━━━ Material for the task ━━━

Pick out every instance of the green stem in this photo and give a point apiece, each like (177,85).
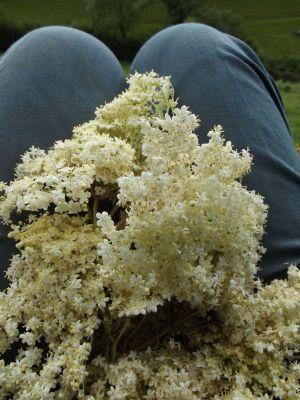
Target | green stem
(166,331)
(134,331)
(95,209)
(115,343)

━━━

■ What you have to do
Drop the images; restate the listing exactly.

■ Response box
Pick out every instance of the green stem in this photo and give a point apiece, each like (177,85).
Target | green stem
(166,331)
(134,331)
(95,209)
(115,343)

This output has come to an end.